**Exercise details:** Could you rewrite all the items below as a numbered list and drop any blank lines?

···

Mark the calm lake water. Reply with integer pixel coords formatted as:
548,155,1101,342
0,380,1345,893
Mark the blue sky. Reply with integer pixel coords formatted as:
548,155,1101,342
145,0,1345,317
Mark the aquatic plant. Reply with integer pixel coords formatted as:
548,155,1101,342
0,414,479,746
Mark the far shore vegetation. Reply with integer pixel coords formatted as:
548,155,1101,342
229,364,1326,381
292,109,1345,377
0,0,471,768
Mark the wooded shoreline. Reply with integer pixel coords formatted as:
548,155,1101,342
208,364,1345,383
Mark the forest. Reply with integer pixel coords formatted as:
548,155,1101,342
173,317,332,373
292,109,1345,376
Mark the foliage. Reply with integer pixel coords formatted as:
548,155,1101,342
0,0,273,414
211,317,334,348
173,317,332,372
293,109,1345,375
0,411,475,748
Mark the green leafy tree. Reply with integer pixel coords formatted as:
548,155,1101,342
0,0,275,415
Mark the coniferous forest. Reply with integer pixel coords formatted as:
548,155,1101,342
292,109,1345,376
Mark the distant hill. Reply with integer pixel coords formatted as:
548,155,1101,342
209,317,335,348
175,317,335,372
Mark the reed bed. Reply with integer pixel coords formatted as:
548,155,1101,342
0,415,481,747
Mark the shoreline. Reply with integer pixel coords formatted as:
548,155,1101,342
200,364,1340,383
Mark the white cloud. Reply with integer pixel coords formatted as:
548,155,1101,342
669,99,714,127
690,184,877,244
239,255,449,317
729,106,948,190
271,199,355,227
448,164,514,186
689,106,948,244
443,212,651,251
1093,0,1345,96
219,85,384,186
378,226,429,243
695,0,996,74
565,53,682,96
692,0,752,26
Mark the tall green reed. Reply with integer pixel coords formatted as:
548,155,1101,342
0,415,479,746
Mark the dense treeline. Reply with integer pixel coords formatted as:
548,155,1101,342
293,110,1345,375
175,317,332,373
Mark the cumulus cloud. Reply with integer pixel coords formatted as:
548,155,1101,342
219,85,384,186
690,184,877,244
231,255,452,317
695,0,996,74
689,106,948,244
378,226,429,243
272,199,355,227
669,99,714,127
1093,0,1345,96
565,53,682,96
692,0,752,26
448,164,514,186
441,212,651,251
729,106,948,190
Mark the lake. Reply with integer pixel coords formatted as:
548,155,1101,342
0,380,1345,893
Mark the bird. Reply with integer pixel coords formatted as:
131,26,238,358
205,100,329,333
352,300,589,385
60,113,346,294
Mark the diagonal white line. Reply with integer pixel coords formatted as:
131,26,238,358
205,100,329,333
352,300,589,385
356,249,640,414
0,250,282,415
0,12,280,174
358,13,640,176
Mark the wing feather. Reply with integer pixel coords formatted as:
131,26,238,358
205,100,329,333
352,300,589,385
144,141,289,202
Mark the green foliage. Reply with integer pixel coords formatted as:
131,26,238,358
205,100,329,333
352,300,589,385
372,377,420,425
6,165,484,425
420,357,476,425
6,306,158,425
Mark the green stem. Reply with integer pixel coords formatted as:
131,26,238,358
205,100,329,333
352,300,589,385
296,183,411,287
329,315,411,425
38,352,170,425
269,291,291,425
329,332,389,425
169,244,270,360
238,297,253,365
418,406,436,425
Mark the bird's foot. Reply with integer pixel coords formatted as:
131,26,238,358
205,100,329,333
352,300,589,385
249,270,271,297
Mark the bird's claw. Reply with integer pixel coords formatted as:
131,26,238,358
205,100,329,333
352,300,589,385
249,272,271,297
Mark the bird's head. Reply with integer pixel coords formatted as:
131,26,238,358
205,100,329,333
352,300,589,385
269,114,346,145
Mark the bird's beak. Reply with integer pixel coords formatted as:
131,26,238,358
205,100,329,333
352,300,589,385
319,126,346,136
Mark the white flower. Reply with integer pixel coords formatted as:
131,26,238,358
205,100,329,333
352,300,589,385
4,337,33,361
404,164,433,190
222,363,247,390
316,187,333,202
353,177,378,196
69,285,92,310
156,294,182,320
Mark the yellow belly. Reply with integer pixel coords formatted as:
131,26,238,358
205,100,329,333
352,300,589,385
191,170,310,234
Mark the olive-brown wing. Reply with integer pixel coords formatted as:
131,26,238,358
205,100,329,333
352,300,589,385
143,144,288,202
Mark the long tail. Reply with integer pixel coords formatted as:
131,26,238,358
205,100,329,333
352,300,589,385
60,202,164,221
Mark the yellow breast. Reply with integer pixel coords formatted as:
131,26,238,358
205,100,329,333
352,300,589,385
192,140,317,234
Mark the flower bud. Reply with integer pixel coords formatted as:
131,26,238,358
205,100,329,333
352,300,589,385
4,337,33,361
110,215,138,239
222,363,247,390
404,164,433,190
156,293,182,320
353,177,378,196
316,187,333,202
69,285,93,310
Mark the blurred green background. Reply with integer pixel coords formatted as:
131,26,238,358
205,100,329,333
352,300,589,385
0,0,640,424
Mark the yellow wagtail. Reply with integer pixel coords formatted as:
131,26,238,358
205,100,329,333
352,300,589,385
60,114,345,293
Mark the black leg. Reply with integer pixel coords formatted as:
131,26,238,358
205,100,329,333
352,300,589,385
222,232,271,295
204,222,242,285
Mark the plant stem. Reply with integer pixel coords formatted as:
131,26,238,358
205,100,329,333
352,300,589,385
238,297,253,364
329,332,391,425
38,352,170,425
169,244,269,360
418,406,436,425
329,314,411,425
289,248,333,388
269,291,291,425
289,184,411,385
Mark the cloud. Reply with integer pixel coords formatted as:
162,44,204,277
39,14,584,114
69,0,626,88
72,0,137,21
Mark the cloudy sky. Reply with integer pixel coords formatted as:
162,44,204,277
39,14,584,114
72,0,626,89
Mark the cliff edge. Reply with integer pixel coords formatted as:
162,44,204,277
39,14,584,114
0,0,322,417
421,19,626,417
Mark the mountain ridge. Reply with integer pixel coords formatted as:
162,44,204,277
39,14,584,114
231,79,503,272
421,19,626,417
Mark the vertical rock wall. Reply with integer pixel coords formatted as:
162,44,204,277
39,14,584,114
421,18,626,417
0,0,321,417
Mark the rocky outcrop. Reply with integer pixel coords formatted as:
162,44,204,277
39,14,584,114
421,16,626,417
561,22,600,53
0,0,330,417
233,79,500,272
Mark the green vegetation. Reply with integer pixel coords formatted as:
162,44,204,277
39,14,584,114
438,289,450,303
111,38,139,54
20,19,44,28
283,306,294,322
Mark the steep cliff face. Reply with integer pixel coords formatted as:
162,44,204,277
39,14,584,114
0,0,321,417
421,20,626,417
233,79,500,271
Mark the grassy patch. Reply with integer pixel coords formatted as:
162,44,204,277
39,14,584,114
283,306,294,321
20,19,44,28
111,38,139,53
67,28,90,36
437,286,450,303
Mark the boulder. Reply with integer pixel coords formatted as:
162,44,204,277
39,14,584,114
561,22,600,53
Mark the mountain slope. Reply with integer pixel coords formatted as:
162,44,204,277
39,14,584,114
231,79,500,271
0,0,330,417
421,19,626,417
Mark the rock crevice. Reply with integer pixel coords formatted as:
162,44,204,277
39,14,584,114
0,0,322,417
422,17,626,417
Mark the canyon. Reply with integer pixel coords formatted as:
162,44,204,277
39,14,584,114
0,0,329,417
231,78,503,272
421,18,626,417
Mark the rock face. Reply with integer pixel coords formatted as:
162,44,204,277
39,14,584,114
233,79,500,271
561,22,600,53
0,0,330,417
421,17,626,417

···

**Right answer:**
1. Mark the calm lake water. Reply with integer pixel coords formatted as:
2. 548,155,1101,342
3. 0,380,1345,893
4. Mark the blue sky. Reply with integer pixel coords formatted as:
5. 548,155,1101,342
6. 145,0,1345,317
7. Mark the aquatic plant. Reply with integer pixel coords formatted as:
8. 548,155,1101,342
9. 0,414,479,746
10. Mark the far shore vegetation. Reply with integer pixel coords formatted as:
11. 548,155,1101,342
12. 229,364,1326,381
13. 292,109,1345,377
14. 0,0,471,768
15. Mark the wooded shoreline. Reply with integer pixel coords formatted as:
16. 548,155,1101,342
17. 208,364,1345,383
18. Mark the forest. Reply with integer pixel coords formatted as:
19. 548,155,1101,342
20. 173,317,332,373
21. 292,109,1345,376
22. Mark the foliage. Reply with integer pixel coords formatted as:
23. 548,155,1101,342
24. 0,0,273,414
25. 211,317,334,348
26. 173,317,332,372
27. 293,109,1345,375
28. 0,411,475,748
29. Mark the green leafy tree. Reply with integer pixel coords formatted as:
30. 548,155,1101,342
31. 0,0,275,415
32. Mark the coniferous forest. Reply with integer pixel coords formatted as:
33. 548,155,1101,342
34. 292,109,1345,376
35. Mark the distant hill. Reply with integer pixel coords formatted as:
36. 548,155,1101,342
37. 209,317,335,348
38. 175,317,335,372
39. Mark the reed bed. Reply with integer pixel coords formatted as:
40. 548,155,1101,342
41. 0,415,481,747
42. Mark the shoreline. Reply with integer pixel coords formatted as:
43. 548,155,1101,342
44. 200,364,1340,383
45. Mark the white cloud. Reply with integer pixel coords formatted as:
46. 548,155,1101,342
47. 669,99,714,127
48. 690,184,877,244
49. 239,255,449,317
50. 729,106,948,190
51. 271,199,355,227
52. 448,164,514,186
53. 689,106,948,244
54. 443,212,651,251
55. 1093,0,1345,96
56. 219,85,384,186
57. 378,226,429,243
58. 695,0,996,74
59. 565,53,682,96
60. 692,0,752,26
61. Mark the tall green reed. Reply with integer pixel coords formatted as:
62. 548,155,1101,342
63. 0,415,479,746
64. Mark the dense treeline. Reply with integer pixel coords formatted as:
65. 548,155,1101,342
66. 293,110,1345,375
67. 175,317,332,373
68. Mark the cumulus cloud. Reply with integer pixel coords formatted as:
69. 548,155,1101,342
70. 219,85,384,186
71. 690,184,877,244
72. 231,255,452,317
73. 695,0,996,74
74. 689,106,948,244
75. 378,226,429,243
76. 272,199,355,227
77. 669,99,714,127
78. 1093,0,1345,96
79. 565,53,682,96
80. 692,0,752,26
81. 448,164,514,186
82. 441,212,651,251
83. 729,106,948,190
84. Mark the lake. Reply with integer pixel coords formatted as:
85. 548,155,1101,342
86. 0,380,1345,893
87. Mark the bird. Reply with integer pixel coords formatted as:
88. 131,26,238,358
89. 205,100,329,333
90. 352,300,589,385
91. 60,113,346,294
92. Mark the diagonal white line. Reply with integer pixel coords formatted as:
93. 131,26,238,358
94. 205,100,329,333
95. 352,300,589,385
96. 356,249,640,414
97. 0,250,282,415
98. 0,12,280,174
99. 358,13,640,176
100. Mark the wing feather. Reply with integer pixel coords formatted as:
101. 131,26,238,358
102. 205,100,329,333
103. 352,300,589,385
104. 144,141,289,202
105. Mark the green foliage. Reply with integer pixel coords formatted as:
106. 131,26,238,358
107. 205,100,329,333
108. 352,300,589,385
109. 372,377,420,425
110. 6,165,484,425
111. 420,357,476,425
112. 6,306,158,425
113. Mark the green stem. Reply with integer pixel coords formatted as:
114. 131,26,238,358
115. 205,100,329,333
116. 352,300,589,385
117. 296,183,411,287
118. 329,315,411,425
119. 38,352,170,425
120. 269,291,291,425
121. 329,332,389,425
122. 169,244,270,360
123. 238,297,253,365
124. 418,406,436,425
125. Mark the bird's foot. Reply with integer pixel coords formatted as:
126. 131,26,238,358
127. 205,100,329,333
128. 352,300,589,385
129. 249,270,271,297
130. Mark the bird's claw. Reply with integer pixel coords formatted as:
131. 131,26,238,358
132. 205,100,329,333
133. 352,300,589,385
134. 249,272,271,297
135. Mark the bird's head. Reply with integer pixel coords formatted as:
136. 131,26,238,358
137. 205,100,329,333
138. 352,300,589,385
139. 269,114,346,145
140. Mark the bird's beak. Reply with integer pixel coords formatted as:
141. 131,26,238,358
142. 205,100,329,333
143. 352,300,589,385
144. 319,126,346,136
145. Mark the white flower. Reply with integer pixel coords formatted as:
146. 131,26,238,358
147. 205,100,329,333
148. 352,300,589,385
149. 4,337,33,361
150. 404,164,433,190
151. 222,363,247,390
152. 316,187,333,202
153. 353,177,378,196
154. 69,285,92,310
155. 156,294,182,320
156. Mark the yellow belly. Reply with integer pixel coords formatted as:
157. 131,26,238,358
158. 205,100,329,333
159. 352,300,589,385
160. 191,170,310,234
161. Mark the olive-brown wing. Reply with integer pixel coords formatted as:
162. 131,26,238,358
163. 205,100,329,333
164. 352,300,589,385
165. 143,144,288,202
166. Mark the long tail. Reply with integer pixel coords formatted as:
167. 131,26,238,358
168. 205,100,329,333
169. 352,300,589,385
170. 60,202,164,221
171. Mark the yellow breast. Reply with integer pixel coords formatted as:
172. 131,26,238,358
173. 205,100,329,333
174. 352,300,589,385
175. 192,140,317,234
176. Mark the flower bud. Reply with integer pixel coords formatted as:
177. 131,26,238,358
178. 205,100,329,333
179. 352,300,589,385
180. 4,337,33,361
181. 110,215,138,239
182. 222,363,247,390
183. 404,164,433,190
184. 156,293,182,320
185. 353,177,378,196
186. 316,187,333,202
187. 69,285,93,310
188. Mark the blurred green background. Reply with integer pixel coords formatted as:
189. 131,26,238,358
190. 205,100,329,333
191. 352,300,589,385
192. 0,0,640,424
193. Mark the yellow wagtail. Reply with integer pixel coords formatted as:
194. 131,26,238,358
195. 205,100,329,333
196. 352,300,589,385
197. 60,114,345,293
198. Mark the black leg. Reply with integer pixel coords formatted as:
199. 131,26,238,358
200. 205,100,329,333
201. 352,300,589,385
202. 222,232,271,295
203. 204,222,242,285
204. Mark the plant stem. Reply with integer pixel coords formatted as:
205. 131,26,238,358
206. 205,100,329,333
207. 352,300,589,385
208. 238,297,253,364
209. 329,332,391,425
210. 38,352,170,425
211. 169,244,269,360
212. 418,406,436,425
213. 329,314,411,425
214. 289,248,333,388
215. 269,291,291,425
216. 289,184,411,385
217. Mark the cloud. Reply with integer pixel coords formatted as:
218. 162,44,204,277
219. 39,14,584,114
220. 69,0,626,88
221. 72,0,137,21
222. Mark the cloudy sky. Reply with integer pixel coords formatted as:
223. 162,44,204,277
224. 39,14,584,114
225. 72,0,626,89
226. Mark the cliff edge. Reply with integer pixel coords formatted as:
227. 162,44,204,277
228. 39,14,584,114
229. 0,0,322,417
230. 421,19,626,417
231. Mark the mountain ridge. Reply with integer pixel coords formatted as:
232. 162,44,204,277
233. 39,14,584,114
234. 231,79,503,272
235. 421,19,626,417
236. Mark the vertical rock wall. Reply with integer pixel coords formatted as:
237. 162,44,204,277
238. 39,14,584,114
239. 421,18,626,417
240. 0,0,321,417
241. Mark the rocky outcrop. Reply with integer pixel coords formatted as:
242. 162,44,204,277
243. 39,14,584,114
244. 421,16,626,417
245. 561,22,600,53
246. 0,0,330,417
247. 233,79,500,272
248. Mark the green vegetation. Reply with integer pixel coords formatted as:
249. 162,44,204,277
250. 39,14,584,114
251. 438,289,450,303
252. 111,38,139,54
253. 20,19,44,28
254. 283,306,294,322
255. Mark the steep cliff face. Reply with integer pixel coords formatted as:
256. 162,44,204,277
257. 39,14,584,114
258. 0,0,321,417
259. 421,20,626,417
260. 233,79,500,271
261. Mark the grassy patch. Reply with integer pixel coords formatted as:
262. 162,44,204,277
263. 39,14,584,114
264. 283,306,294,321
265. 20,19,44,28
266. 111,38,139,53
267. 67,28,90,36
268. 437,286,450,303
269. Mark the boulder. Reply with integer pixel coords formatted as:
270. 162,44,204,277
271. 39,14,584,114
272. 561,22,600,53
273. Mark the mountain slope. Reply with integer pixel coords formatted as:
274. 162,44,204,277
275. 39,14,584,114
276. 231,79,500,271
277. 0,0,330,417
278. 421,19,626,417
279. Mark the rock crevice. Reply with integer pixel coords formatted as:
280. 162,44,204,277
281. 39,14,584,114
282. 0,0,322,417
283. 422,17,626,417
284. Mark the canyon. Reply with integer pixel coords formatted as:
285. 162,44,204,277
286. 39,14,584,114
287. 0,0,329,417
288. 231,78,503,272
289. 421,18,626,417
290. Mark the rock face. Reply with integer pixel coords formatted as:
291. 162,44,204,277
292. 39,14,584,114
293. 233,79,500,271
294. 561,22,600,53
295. 0,0,330,417
296. 421,17,626,417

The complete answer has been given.